Written exercise: Present the following data again exactly as it is shown.

Record extracts:
[Start]

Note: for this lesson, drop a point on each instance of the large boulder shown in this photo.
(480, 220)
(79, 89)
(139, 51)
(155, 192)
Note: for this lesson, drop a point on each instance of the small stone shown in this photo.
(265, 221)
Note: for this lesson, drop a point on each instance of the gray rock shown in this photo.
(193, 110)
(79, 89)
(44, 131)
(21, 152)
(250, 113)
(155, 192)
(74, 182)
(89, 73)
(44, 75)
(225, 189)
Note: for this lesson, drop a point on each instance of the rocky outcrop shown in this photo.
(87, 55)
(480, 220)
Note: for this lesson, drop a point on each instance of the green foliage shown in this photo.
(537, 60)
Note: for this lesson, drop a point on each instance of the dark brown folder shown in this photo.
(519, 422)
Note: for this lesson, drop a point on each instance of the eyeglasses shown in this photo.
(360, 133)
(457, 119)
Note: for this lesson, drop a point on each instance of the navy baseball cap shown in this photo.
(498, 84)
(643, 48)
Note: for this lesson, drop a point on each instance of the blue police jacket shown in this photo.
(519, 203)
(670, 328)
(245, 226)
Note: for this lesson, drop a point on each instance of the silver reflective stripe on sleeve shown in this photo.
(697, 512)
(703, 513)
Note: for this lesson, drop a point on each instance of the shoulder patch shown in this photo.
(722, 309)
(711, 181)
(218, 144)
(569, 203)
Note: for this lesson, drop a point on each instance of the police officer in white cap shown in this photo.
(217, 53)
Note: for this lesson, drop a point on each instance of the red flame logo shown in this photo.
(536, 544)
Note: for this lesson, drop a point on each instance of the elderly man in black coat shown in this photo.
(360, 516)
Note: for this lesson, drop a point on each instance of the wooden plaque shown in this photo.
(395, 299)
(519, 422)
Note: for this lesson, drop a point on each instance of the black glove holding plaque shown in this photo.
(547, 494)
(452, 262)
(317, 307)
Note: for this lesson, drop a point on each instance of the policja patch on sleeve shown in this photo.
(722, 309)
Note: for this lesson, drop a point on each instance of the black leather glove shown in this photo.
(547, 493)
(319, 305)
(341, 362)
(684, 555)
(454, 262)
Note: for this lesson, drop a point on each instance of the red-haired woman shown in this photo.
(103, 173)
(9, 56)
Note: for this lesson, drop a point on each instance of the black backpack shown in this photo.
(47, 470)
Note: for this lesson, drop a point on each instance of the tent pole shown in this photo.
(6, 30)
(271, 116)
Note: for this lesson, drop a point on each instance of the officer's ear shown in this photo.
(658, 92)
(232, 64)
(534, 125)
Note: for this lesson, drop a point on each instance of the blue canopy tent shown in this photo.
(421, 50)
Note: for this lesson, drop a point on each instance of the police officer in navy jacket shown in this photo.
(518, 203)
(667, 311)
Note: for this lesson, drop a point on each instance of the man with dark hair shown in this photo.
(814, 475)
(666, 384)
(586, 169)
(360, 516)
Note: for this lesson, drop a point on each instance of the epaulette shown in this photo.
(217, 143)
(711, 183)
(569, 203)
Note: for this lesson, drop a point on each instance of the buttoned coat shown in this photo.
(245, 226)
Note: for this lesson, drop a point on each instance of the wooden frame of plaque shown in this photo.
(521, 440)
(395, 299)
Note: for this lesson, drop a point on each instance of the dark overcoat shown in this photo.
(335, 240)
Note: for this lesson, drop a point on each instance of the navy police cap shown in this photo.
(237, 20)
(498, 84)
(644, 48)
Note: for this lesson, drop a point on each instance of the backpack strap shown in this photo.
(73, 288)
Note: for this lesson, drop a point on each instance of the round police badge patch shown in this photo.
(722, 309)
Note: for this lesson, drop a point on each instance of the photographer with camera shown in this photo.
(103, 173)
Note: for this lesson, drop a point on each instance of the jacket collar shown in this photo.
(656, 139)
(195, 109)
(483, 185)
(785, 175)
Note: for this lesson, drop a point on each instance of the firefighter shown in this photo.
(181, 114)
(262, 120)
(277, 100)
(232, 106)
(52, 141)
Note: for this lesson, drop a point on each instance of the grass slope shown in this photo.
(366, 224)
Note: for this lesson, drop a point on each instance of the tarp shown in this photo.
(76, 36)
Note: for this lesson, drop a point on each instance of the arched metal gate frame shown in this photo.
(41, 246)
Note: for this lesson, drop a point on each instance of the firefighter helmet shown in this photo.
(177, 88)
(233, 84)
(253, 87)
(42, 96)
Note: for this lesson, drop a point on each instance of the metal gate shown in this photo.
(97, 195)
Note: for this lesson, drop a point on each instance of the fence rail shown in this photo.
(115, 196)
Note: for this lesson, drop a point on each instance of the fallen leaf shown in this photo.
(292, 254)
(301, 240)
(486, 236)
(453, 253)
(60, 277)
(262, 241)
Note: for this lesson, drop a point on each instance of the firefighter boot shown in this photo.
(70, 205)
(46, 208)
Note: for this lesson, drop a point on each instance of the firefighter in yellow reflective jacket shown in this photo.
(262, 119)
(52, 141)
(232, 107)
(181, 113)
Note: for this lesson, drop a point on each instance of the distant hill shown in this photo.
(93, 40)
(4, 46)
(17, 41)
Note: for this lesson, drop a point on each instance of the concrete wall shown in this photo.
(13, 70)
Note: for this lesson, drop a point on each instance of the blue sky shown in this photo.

[End]

Finished exercise:
Note: for this lesson, drop a point on each instance of the large boulder shown in this photo.
(480, 220)
(79, 89)
(139, 51)
(155, 192)
Note: for this lesson, drop a point on each instance of the small stone shown in this photo.
(265, 221)
Note: for this lesson, drop a point on each instance of the gray rock shown in this photo.
(193, 110)
(79, 89)
(44, 131)
(21, 152)
(250, 113)
(155, 192)
(74, 182)
(89, 73)
(44, 75)
(225, 189)
Note: for this lesson, drop a point on each instance of the rocky outcrop shown in this photo.
(87, 55)
(480, 220)
Note: for this lesson, drop a point on each instance of the green foliage shown in this photo.
(537, 60)
Note: for this lesson, drop a point on each instance of the dark brown folder shown in this photo.
(519, 422)
Note: for this lesson, drop a point on each instance of the eyeglasses shown in this photo.
(360, 133)
(457, 119)
Note: for this lesson, drop a point on each instance of the navy baseball cap shown in this photo.
(498, 84)
(643, 48)
Note: for this lesson, drop a point on each instance of the blue police jacket shown in this photo.
(519, 203)
(670, 328)
(245, 226)
Note: for this lesson, drop a point on each instance of the silver reflective stripe on sleeve shown in this photo.
(697, 512)
(703, 513)
Note: for this lesson, drop a point on each instance of the shoulder patch shown in this photo.
(722, 309)
(711, 181)
(218, 144)
(569, 203)
Note: for this lesson, drop a point on each instance of the police officer in white cap shown in this photo.
(217, 53)
Note: for this lesson, drop a point on each instance of the red flame logo shown in this photo.
(536, 544)
Note: for this lesson, drop a point on each instance of the elderly man in black coat shown in this photo.
(360, 516)
Note: for this lesson, drop a point on each instance of the wooden plaque shown in this photo.
(395, 299)
(519, 422)
Note: for this lesson, drop a point on each instance of the black glove holding plaque shown in this photo.
(547, 494)
(452, 262)
(317, 307)
Note: for this lesson, drop a point on each instance of the policja patch on sleeve shown in this photo.
(722, 309)
Note: for this lesson, drop a point on each instance of the black leather glove shown in this photo.
(547, 493)
(319, 305)
(341, 362)
(684, 555)
(454, 262)
Note: for this lesson, drop a point on each instance of the red-haired woman shown in this photo.
(103, 173)
(9, 56)
Note: for this lesson, drop a point on each instance of the black backpack shown in this photo.
(47, 470)
Note: for this lesson, drop a point on each instance of the tent pole shown in this photo.
(6, 30)
(271, 116)
Note: for this lesson, drop a point on each instance of the officer's ear shown in this photo.
(658, 92)
(232, 64)
(534, 125)
Note: for this lesson, drop a point on each instance of the blue canopy tent shown in this photo.
(421, 50)
Note: for this lesson, drop a point on each instance of the police officer in navy jacket shown in this photo.
(518, 203)
(667, 311)
Note: for this lesson, drop a point on each instance of the man with dark hair shown in this photo.
(814, 475)
(666, 384)
(586, 169)
(360, 516)
Note: for this lesson, drop a point on each instance of the epaulette shown in this photo.
(217, 143)
(711, 183)
(569, 203)
Note: for this lesson, drop a point on each instance of the buttoned coat shown in this photo.
(245, 226)
Note: for this lesson, drop a point on each instance of the wooden frame of plaque shown in this photo.
(521, 440)
(395, 299)
Note: for this lesson, drop a point on each instance of the dark overcoat shown in this photo.
(335, 240)
Note: for this lesson, drop a point on each instance of the navy police cap shown in this photo.
(237, 20)
(498, 84)
(644, 48)
Note: for this lesson, drop a point on each instance of the backpack strap shown in this photo.
(73, 288)
Note: for this lesson, drop a point on each instance of the round police badge patch shown in this photo.
(722, 309)
Note: for this lesson, drop a point on each instance of the photographer with camera shown in this photo.
(103, 173)
Note: for this lesson, drop a point on each instance of the jacket collar shown in this photo.
(656, 139)
(195, 109)
(483, 185)
(785, 175)
Note: for this lesson, drop a point on each instance of the firefighter shown in this photo.
(181, 114)
(262, 120)
(277, 100)
(232, 106)
(52, 141)
Note: for this lesson, drop a point on each instance of the grass slope shown in this photo.
(366, 224)
Note: for this lesson, drop a point on each instance of the tarp shown in this photo.
(76, 36)
Note: for this lesson, drop a point on each instance of the arched metal gate frame shown in this photo.
(41, 246)
Note: for this lesson, drop a point on each instance of the firefighter helmet shown in this photo.
(177, 88)
(233, 84)
(253, 87)
(42, 96)
Note: for this lesson, drop a point on each instance of the metal gate shown in this photo.
(97, 195)
Note: for this lesson, drop a point on each instance of the fence rail shown in this photo.
(115, 196)
Note: for this lesson, drop a point on each instance of the fallen leaf shown in this photo.
(292, 254)
(301, 240)
(486, 236)
(453, 253)
(60, 277)
(262, 241)
Note: for this lesson, drop a point on each instance of the firefighter boot shown in this photo.
(70, 205)
(46, 208)
Note: for this lesson, drop a point on each instance of the firefighter in yellow reflective jacket shown in this photo.
(262, 119)
(52, 141)
(232, 107)
(181, 113)
Note: for this lesson, drop a point on each instance of the distant hill shown in this photo.
(93, 40)
(4, 46)
(17, 41)
Note: for this lesson, drop a point on each instance of the concrete wall shown in this photo.
(13, 70)
Note: for this lesson, drop a point on each instance of the blue sky shown in this photo.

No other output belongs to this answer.